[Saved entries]
::::

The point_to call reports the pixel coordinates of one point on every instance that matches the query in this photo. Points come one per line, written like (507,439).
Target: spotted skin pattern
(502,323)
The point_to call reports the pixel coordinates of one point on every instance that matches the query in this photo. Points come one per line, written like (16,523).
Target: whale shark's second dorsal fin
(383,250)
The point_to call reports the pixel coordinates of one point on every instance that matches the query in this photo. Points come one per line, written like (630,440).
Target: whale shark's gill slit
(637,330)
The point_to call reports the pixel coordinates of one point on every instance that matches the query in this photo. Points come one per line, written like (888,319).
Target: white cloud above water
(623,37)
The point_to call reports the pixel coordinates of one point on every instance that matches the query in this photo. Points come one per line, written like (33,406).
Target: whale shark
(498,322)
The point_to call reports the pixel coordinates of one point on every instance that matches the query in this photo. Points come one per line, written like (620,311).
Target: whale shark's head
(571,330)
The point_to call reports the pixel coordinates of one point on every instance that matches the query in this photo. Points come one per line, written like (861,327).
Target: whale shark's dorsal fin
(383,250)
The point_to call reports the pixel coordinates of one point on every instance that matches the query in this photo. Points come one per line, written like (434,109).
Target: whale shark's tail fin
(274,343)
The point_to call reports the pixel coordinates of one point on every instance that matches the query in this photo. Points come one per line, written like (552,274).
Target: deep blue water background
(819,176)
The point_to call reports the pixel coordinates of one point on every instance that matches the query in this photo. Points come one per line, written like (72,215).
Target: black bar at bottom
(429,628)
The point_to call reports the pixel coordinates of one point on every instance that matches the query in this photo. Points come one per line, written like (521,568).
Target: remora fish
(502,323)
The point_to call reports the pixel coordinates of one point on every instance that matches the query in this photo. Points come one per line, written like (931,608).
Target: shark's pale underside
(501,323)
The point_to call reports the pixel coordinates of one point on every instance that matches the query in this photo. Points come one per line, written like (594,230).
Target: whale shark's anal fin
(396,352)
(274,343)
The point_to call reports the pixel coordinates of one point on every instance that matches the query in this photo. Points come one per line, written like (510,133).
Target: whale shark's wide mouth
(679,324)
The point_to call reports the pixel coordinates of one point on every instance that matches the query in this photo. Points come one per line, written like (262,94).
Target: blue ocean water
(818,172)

::::

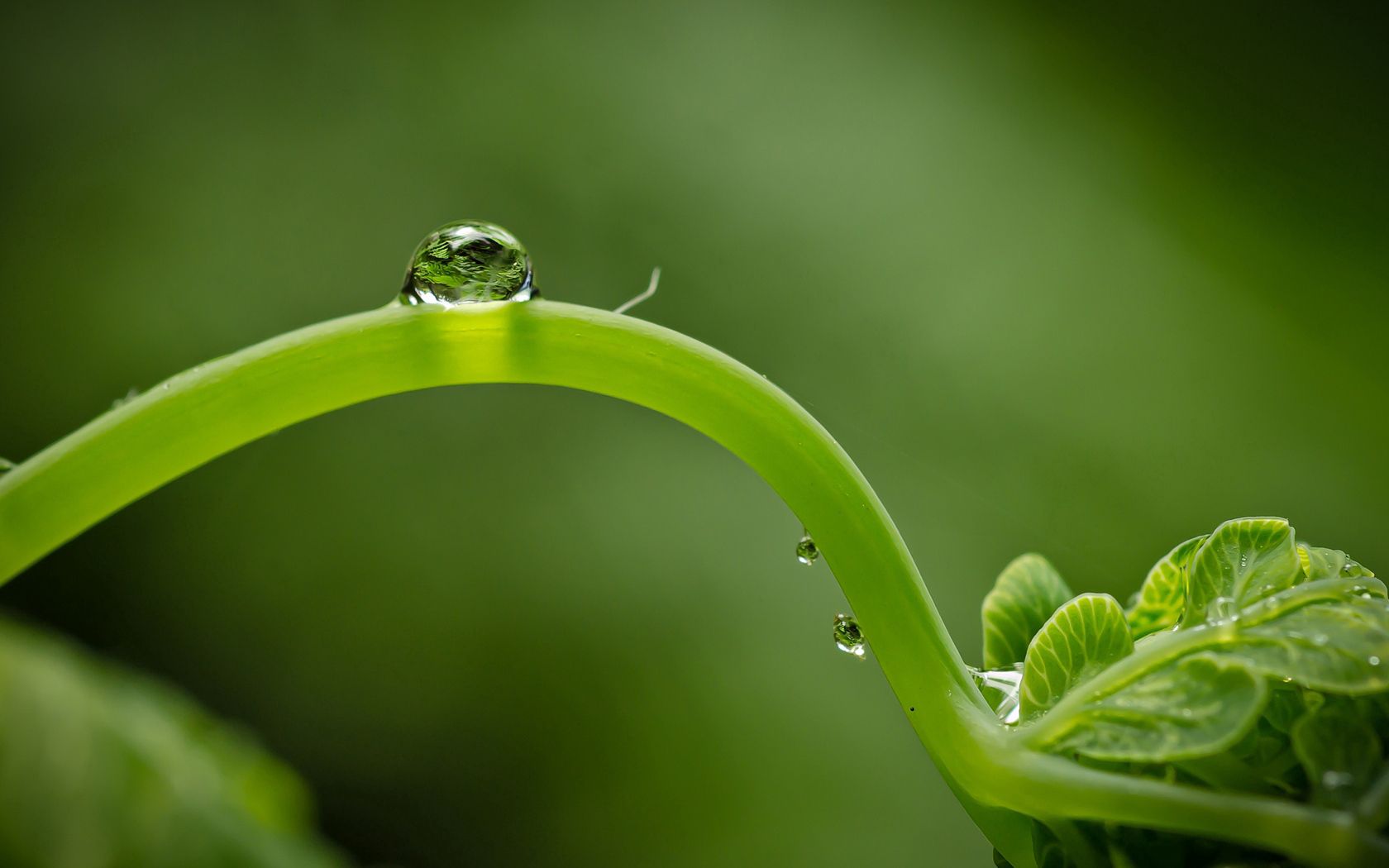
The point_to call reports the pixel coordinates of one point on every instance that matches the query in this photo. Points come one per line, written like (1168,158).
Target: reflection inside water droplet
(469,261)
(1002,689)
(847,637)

::::

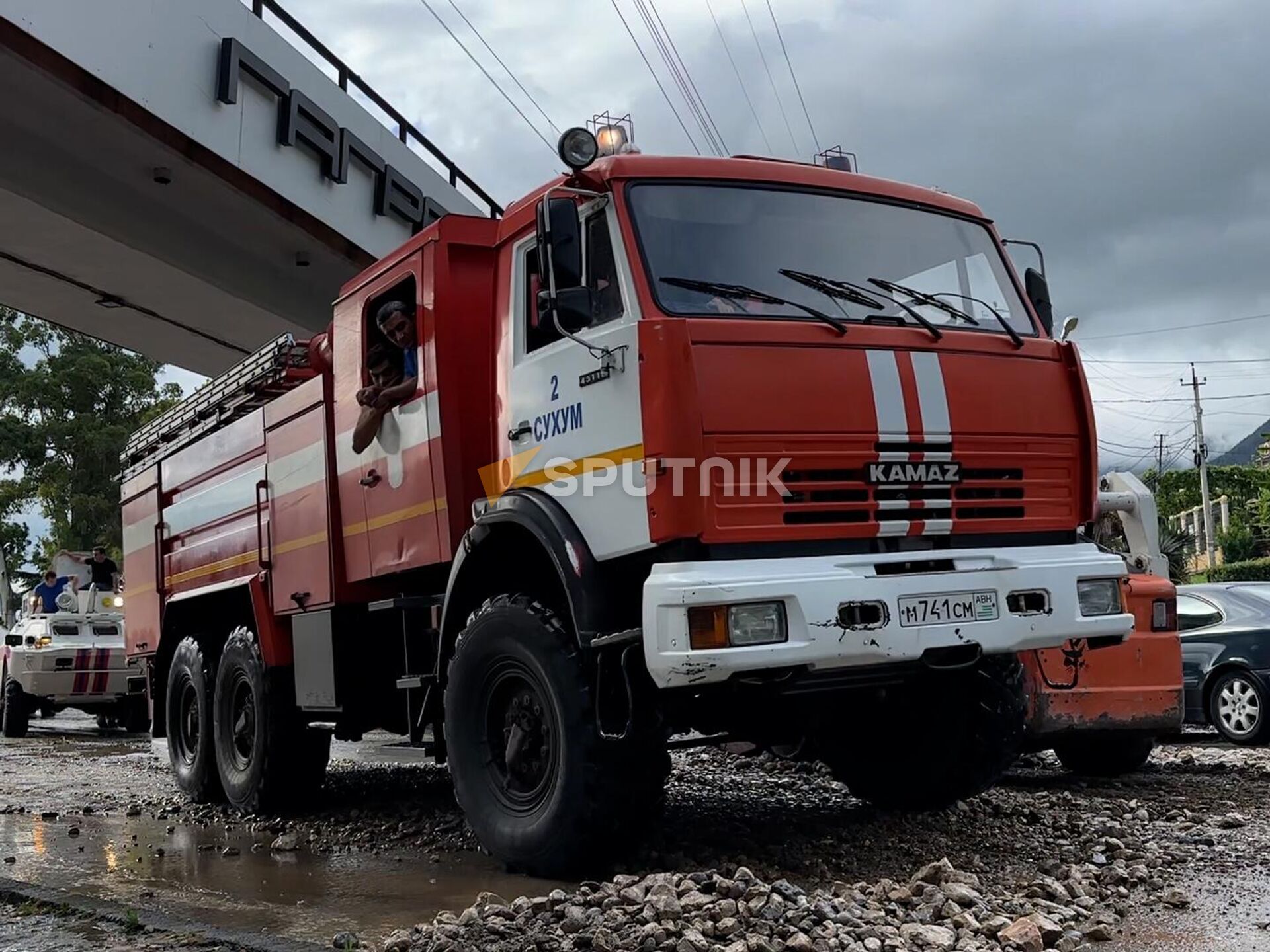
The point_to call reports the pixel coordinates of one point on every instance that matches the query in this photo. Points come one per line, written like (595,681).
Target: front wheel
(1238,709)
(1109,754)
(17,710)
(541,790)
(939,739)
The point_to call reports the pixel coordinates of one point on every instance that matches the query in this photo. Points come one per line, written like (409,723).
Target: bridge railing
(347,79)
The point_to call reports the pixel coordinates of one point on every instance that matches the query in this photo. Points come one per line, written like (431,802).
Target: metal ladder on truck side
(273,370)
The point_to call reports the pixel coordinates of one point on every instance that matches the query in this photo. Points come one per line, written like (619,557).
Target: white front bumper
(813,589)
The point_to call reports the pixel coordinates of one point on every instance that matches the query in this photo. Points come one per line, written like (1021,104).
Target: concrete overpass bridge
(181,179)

::::

- [Exercise directions]:
Identify every line in the data above that contains the word "whale", and copy each such line. Treat case as significant when matching.

- [Finished exercise]:
Target: whale shark's second dorsal fin
Target: whale shark's gill slit
Target: whale shark
Target: whale shark's head
Target: whale shark's dorsal fin
Target: whale shark's tail fin
Target: whale shark's anal fin
Target: whale shark's wide mouth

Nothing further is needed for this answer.